═════ SUPPLIED DATA ═════
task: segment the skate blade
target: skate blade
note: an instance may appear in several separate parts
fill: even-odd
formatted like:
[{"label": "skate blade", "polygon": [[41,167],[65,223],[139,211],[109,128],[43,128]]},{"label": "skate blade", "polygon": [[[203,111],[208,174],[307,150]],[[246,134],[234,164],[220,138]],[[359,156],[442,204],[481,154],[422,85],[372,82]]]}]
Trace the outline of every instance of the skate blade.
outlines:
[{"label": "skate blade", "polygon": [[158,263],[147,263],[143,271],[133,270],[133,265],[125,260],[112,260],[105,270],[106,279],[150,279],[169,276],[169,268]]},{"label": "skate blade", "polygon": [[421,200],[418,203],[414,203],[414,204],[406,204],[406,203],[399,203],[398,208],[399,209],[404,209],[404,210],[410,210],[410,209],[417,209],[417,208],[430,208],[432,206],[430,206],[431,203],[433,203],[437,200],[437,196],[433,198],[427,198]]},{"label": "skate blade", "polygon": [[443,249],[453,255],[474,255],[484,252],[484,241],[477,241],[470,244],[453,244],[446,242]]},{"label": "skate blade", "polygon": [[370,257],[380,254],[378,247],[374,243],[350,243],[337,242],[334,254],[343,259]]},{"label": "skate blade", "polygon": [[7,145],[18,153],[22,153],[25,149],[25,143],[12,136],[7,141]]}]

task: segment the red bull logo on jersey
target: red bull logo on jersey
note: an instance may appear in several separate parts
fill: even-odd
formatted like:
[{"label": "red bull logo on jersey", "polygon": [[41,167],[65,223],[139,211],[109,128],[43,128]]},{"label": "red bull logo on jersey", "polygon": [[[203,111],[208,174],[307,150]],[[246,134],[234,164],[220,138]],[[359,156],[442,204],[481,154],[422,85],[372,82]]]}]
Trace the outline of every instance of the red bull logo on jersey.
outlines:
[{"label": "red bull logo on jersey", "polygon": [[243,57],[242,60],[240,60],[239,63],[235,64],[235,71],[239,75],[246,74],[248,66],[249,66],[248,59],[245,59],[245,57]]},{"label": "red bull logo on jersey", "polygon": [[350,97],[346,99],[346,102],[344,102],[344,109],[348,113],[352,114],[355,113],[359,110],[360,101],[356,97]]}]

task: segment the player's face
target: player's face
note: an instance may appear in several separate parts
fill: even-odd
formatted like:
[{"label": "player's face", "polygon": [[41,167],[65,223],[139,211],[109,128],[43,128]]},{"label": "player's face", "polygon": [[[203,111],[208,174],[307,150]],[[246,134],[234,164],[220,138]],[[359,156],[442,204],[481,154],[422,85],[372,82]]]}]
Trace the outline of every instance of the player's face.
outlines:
═════
■ **PROBLEM DETAILS**
Put every line of the rows above into a single numbered list, leaving out the blank lines.

■ **OUTPUT OF THE EXERCISE**
1. task: segment the skate blade
2. target: skate blade
3. note: an instance may appear in several separate parts
4. fill: even-odd
5. formatted like:
6. [{"label": "skate blade", "polygon": [[41,167],[65,223],[139,211],[109,128],[43,128]]},{"label": "skate blade", "polygon": [[[203,111],[208,174],[307,150]],[[246,134],[234,164],[220,138]],[[359,156],[442,204],[481,154],[422,85],[372,82]]]}]
7. Trace the outline of every instance of the skate blade.
8. outlines:
9. [{"label": "skate blade", "polygon": [[158,263],[147,263],[143,271],[133,270],[133,265],[125,260],[112,260],[105,270],[106,279],[150,279],[169,276],[169,268]]},{"label": "skate blade", "polygon": [[421,200],[418,203],[414,203],[414,204],[406,204],[406,203],[399,203],[398,208],[399,209],[404,209],[404,210],[410,210],[410,209],[417,209],[417,208],[430,208],[432,206],[430,206],[431,203],[433,203],[437,200],[437,196],[433,198],[427,198]]},{"label": "skate blade", "polygon": [[443,249],[453,255],[474,255],[484,252],[484,241],[477,241],[470,244],[453,244],[446,242]]},{"label": "skate blade", "polygon": [[370,257],[380,254],[378,247],[374,243],[350,243],[337,242],[334,254],[343,259]]},{"label": "skate blade", "polygon": [[7,145],[18,153],[22,153],[25,149],[25,143],[12,136],[7,141]]}]
10. task: segment the red bull logo on jersey
11. target: red bull logo on jersey
12. note: an instance may appear in several separate parts
13. fill: even-odd
14. formatted like:
15. [{"label": "red bull logo on jersey", "polygon": [[41,167],[65,223],[139,211],[109,128],[43,128]]},{"label": "red bull logo on jersey", "polygon": [[[203,111],[208,174],[307,150]],[[246,134],[234,164],[220,138]],[[359,156],[442,204],[481,154],[422,85],[372,82]]]}]
16. Trace the outline of every instance of the red bull logo on jersey.
17. outlines:
18. [{"label": "red bull logo on jersey", "polygon": [[243,57],[242,60],[240,60],[239,63],[235,64],[235,71],[239,75],[246,74],[248,66],[249,66],[248,59],[245,59],[245,57]]},{"label": "red bull logo on jersey", "polygon": [[350,97],[346,99],[346,102],[344,102],[344,109],[348,113],[352,114],[355,113],[359,110],[360,101],[356,97]]}]
19. task: segment the player's face
20. target: player's face
21. note: an instance may appear in several separate parts
22. fill: even-odd
23. formatted like:
24. [{"label": "player's face", "polygon": [[41,167],[65,223],[139,211],[109,128],[43,128]]},{"label": "player's face", "polygon": [[[203,111],[208,174],[307,150]],[[246,134],[234,164],[220,138]],[[359,156],[442,204],[481,154],[422,85],[372,82]]]}]
25. Trace the outline of every instance of the player's face.
26. outlines:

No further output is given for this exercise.